- DO THIS -
Copy out all of the material, matching it word for word.

Part of a data file:

------------------------------------------------------------------------

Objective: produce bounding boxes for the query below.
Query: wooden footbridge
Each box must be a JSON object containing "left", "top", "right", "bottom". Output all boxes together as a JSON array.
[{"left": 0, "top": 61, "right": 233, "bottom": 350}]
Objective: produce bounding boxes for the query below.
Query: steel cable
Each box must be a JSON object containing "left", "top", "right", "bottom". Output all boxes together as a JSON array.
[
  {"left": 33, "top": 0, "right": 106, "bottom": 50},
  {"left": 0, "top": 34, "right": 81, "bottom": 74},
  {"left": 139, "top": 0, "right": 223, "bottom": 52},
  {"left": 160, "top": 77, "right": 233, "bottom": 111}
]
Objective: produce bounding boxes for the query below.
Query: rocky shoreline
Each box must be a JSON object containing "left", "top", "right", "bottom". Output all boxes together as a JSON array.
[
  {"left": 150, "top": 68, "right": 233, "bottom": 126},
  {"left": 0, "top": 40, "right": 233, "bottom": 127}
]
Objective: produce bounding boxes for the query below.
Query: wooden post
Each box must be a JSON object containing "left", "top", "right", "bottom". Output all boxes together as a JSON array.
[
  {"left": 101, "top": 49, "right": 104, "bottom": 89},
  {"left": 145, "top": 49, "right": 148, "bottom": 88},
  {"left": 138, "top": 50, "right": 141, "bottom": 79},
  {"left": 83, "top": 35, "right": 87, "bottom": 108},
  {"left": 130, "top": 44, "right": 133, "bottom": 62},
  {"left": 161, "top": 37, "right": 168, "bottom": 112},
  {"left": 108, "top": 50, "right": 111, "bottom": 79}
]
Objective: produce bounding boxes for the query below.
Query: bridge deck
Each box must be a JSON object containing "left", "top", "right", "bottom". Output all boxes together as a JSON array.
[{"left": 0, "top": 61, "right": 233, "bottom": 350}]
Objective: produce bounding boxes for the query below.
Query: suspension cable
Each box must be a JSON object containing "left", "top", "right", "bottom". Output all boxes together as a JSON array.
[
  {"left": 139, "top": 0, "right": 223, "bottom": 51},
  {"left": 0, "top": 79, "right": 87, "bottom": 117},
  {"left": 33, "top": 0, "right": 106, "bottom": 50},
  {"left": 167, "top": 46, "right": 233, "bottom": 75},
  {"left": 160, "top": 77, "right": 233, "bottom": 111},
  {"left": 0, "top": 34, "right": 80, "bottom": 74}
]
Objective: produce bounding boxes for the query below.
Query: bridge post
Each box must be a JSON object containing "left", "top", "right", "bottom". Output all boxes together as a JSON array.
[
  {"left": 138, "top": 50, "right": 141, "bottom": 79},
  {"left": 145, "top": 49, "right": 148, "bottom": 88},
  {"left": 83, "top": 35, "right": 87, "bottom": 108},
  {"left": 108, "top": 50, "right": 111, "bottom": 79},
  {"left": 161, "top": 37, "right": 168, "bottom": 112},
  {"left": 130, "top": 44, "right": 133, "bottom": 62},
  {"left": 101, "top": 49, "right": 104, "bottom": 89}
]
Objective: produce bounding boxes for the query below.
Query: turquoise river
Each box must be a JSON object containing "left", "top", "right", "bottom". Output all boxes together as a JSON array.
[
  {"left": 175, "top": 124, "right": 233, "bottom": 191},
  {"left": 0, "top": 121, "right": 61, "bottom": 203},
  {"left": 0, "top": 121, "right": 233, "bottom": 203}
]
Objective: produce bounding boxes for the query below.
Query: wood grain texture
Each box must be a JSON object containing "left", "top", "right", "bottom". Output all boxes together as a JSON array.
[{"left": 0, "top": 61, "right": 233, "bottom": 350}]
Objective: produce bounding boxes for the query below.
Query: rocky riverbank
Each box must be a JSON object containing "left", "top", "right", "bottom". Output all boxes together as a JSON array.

------------------------------------------------------------------------

- REPLY TO THE TASK -
Objective: produce bounding boxes for the query below.
Query: wooden footbridge
Each box must be a JSON object containing "left", "top", "right", "bottom". Output all boxes together as a JSON array.
[{"left": 0, "top": 61, "right": 233, "bottom": 350}]
Objective: produce bounding boxes for the query below.
Query: steel cable
Each box must be a JSON object containing "left", "top", "right", "bottom". Output all boxes together as a JSON array.
[
  {"left": 33, "top": 0, "right": 106, "bottom": 50},
  {"left": 0, "top": 34, "right": 81, "bottom": 74},
  {"left": 139, "top": 0, "right": 223, "bottom": 52},
  {"left": 160, "top": 77, "right": 233, "bottom": 111}
]
Objective: produce bounding boxes for the query below.
Query: rocky shoreline
Each box must be a JSON object containing "left", "top", "right", "bottom". Output all boxes together as a JSON array.
[
  {"left": 150, "top": 68, "right": 233, "bottom": 126},
  {"left": 0, "top": 40, "right": 233, "bottom": 127}
]
Objective: produce bounding boxes for the query below.
Query: wooden post
Each box must be a JSON object containing "left", "top", "right", "bottom". Output all boxes together as a JSON array.
[
  {"left": 101, "top": 49, "right": 104, "bottom": 89},
  {"left": 145, "top": 49, "right": 148, "bottom": 88},
  {"left": 138, "top": 50, "right": 141, "bottom": 79},
  {"left": 83, "top": 35, "right": 87, "bottom": 108},
  {"left": 130, "top": 44, "right": 133, "bottom": 62},
  {"left": 161, "top": 37, "right": 168, "bottom": 112},
  {"left": 108, "top": 50, "right": 111, "bottom": 79}
]
Objective: produce bounding boxes for the query below.
Query: bridge deck
Each box must be a JSON object containing "left", "top", "right", "bottom". Output all boxes together as a JSON array.
[{"left": 0, "top": 61, "right": 233, "bottom": 350}]
Objective: produce bounding boxes for the query below.
Query: suspension cable
Each box must be a JSON object containing "left", "top", "right", "bottom". Output all boxes together as a JSON array.
[
  {"left": 139, "top": 0, "right": 223, "bottom": 51},
  {"left": 0, "top": 79, "right": 87, "bottom": 117},
  {"left": 33, "top": 0, "right": 106, "bottom": 50},
  {"left": 167, "top": 46, "right": 233, "bottom": 75},
  {"left": 160, "top": 77, "right": 233, "bottom": 111},
  {"left": 0, "top": 34, "right": 80, "bottom": 74}
]
Objective: produce bounding boxes for the query below.
Query: bridge post
Each box must be a JSON object containing "left", "top", "right", "bottom". Output all boxes together as a JSON array.
[
  {"left": 138, "top": 50, "right": 141, "bottom": 79},
  {"left": 145, "top": 49, "right": 148, "bottom": 88},
  {"left": 83, "top": 35, "right": 87, "bottom": 108},
  {"left": 108, "top": 50, "right": 111, "bottom": 79},
  {"left": 161, "top": 37, "right": 168, "bottom": 112},
  {"left": 130, "top": 44, "right": 133, "bottom": 62},
  {"left": 101, "top": 49, "right": 104, "bottom": 89}
]
Objective: produce bounding boxes for the query below.
Query: turquoise river
Each box must be a JSON object containing "left", "top", "right", "bottom". Output all boxes together as a JSON array.
[
  {"left": 175, "top": 124, "right": 233, "bottom": 191},
  {"left": 0, "top": 121, "right": 61, "bottom": 203},
  {"left": 0, "top": 121, "right": 233, "bottom": 203}
]
Objective: produce bounding boxes for the query below.
Query: wood grain texture
Each box must be a JSON object containing "left", "top", "right", "bottom". Output all boxes together as a JSON array.
[{"left": 0, "top": 61, "right": 233, "bottom": 350}]
Objective: produce bounding boxes for the query below.
Query: rocky riverbank
Each box must be a JSON object containing "left", "top", "right", "bottom". Output all boxes together as a JSON array.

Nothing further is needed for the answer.